* START AVAILABLE DATA *

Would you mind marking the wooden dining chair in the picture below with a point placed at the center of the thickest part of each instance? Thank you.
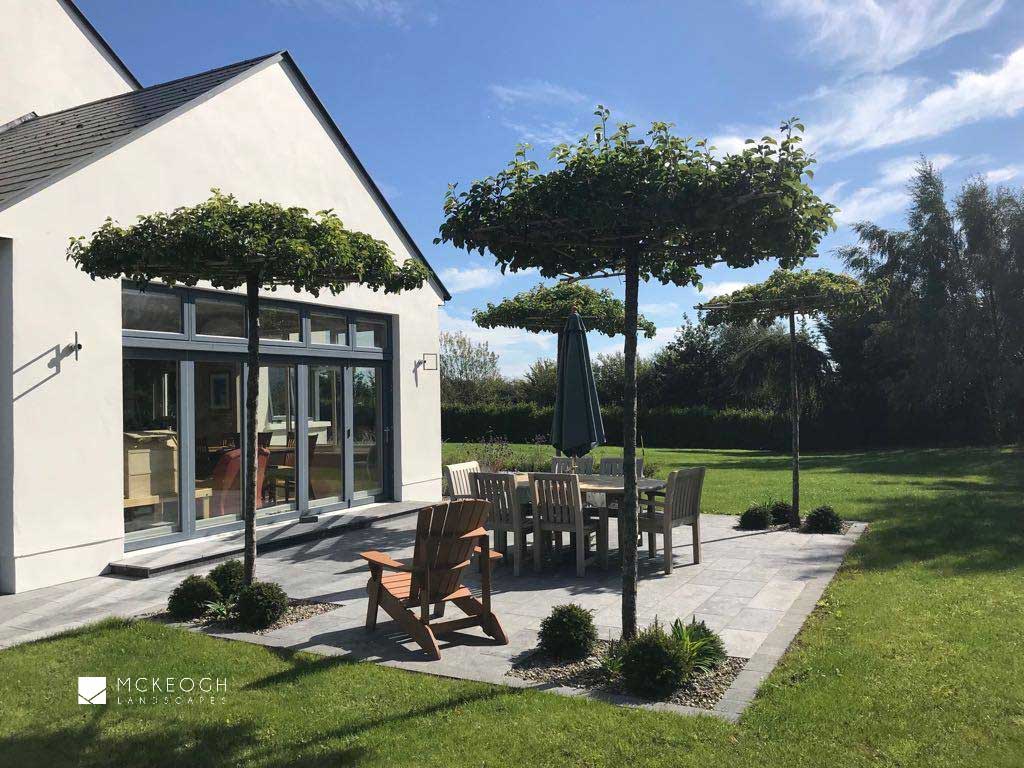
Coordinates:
(446, 536)
(563, 465)
(558, 508)
(507, 515)
(678, 504)
(457, 479)
(612, 466)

* END AVAILABLE DATA *

**PROBLEM TO WORK ON:** Reproduce the records above line for line, with no changes to the text, and omit the picture.

**EXERCISE RESULT:**
Would you mind marking the wooden dining chair in the picture below with a point placed at the center of the thickest part of each instance? Thank you.
Coordinates:
(446, 536)
(563, 465)
(558, 508)
(507, 515)
(678, 504)
(457, 479)
(612, 466)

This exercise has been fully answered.